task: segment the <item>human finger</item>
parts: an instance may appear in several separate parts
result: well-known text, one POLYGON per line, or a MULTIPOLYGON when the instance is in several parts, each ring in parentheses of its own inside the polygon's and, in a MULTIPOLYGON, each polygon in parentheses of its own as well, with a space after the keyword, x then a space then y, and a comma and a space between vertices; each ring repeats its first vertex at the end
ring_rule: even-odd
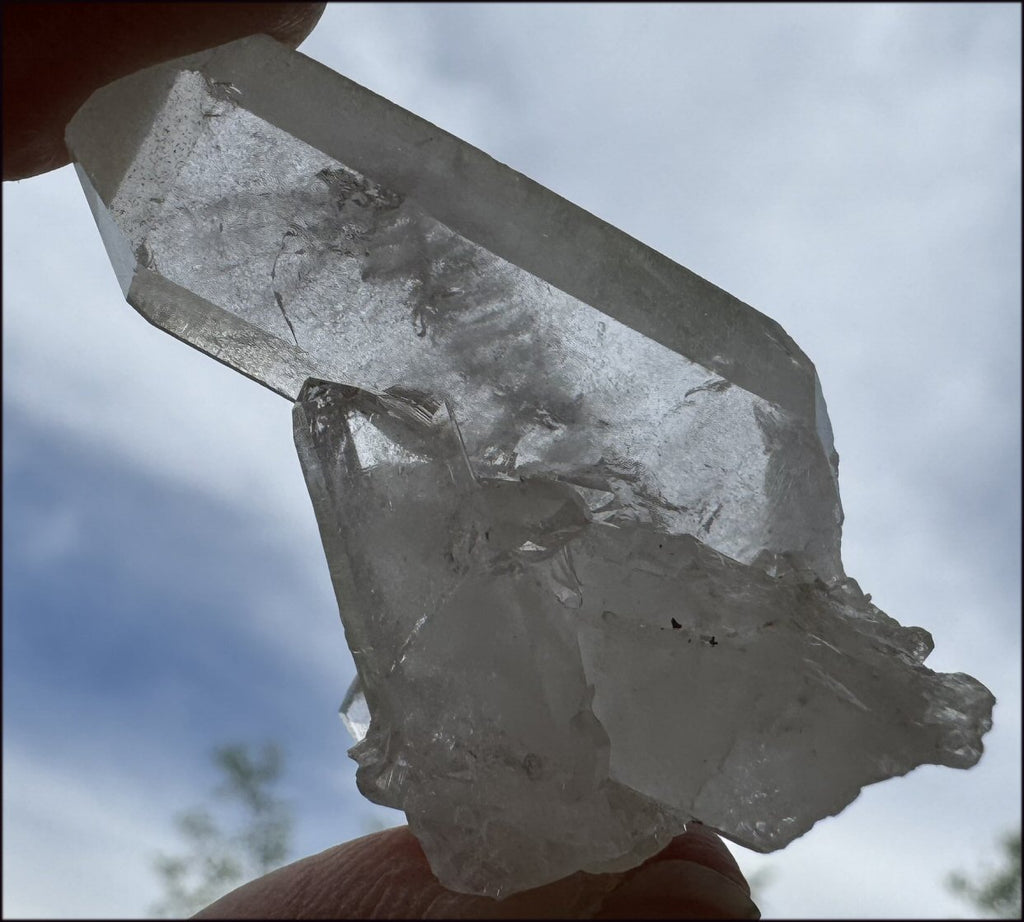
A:
POLYGON ((385 830, 239 887, 197 919, 757 919, 722 840, 691 824, 621 874, 573 874, 507 899, 456 893, 430 871, 409 827, 385 830))
POLYGON ((296 47, 325 3, 4 3, 3 178, 67 164, 65 126, 141 68, 265 33, 296 47))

*WHAT IS EXPECTED*
Reproduce every one of the records above line for line, without any change, and leave the pictures out.

*CORRECT OUTPUT*
task: segment the <item>human finger</item>
parts: an instance may appear in several separate parts
result: well-known text, one POLYGON per line, or a MULTIPOLYGON when the instance is in several parts, each ring in parentheses of its own inside the polygon's and, in a MULTIPOLYGON, each polygon in parentheses of its own as well, with a space after the keyword, x then a space then y, and a comma and a space between vertices; each ring repeats its first vertex at the end
ring_rule: even-odd
A:
POLYGON ((385 830, 239 887, 197 919, 757 919, 722 840, 691 824, 621 874, 573 874, 507 899, 456 893, 430 871, 409 827, 385 830))
POLYGON ((296 47, 325 3, 4 3, 3 178, 67 164, 65 126, 141 68, 265 33, 296 47))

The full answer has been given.